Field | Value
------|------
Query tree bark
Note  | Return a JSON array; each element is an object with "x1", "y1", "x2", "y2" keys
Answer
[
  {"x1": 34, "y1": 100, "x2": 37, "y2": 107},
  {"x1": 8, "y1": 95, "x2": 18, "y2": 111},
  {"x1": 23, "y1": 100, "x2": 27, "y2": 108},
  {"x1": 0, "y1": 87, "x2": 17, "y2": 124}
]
======
What to work on :: Each entry is to be retyped precisely as it stands.

Written answer ::
Field | Value
------|------
Query tree bark
Note  | Return a JSON array; each element is an object with "x1", "y1", "x2", "y2" keys
Answer
[
  {"x1": 34, "y1": 100, "x2": 37, "y2": 107},
  {"x1": 8, "y1": 95, "x2": 18, "y2": 111},
  {"x1": 23, "y1": 100, "x2": 27, "y2": 108},
  {"x1": 0, "y1": 87, "x2": 17, "y2": 124}
]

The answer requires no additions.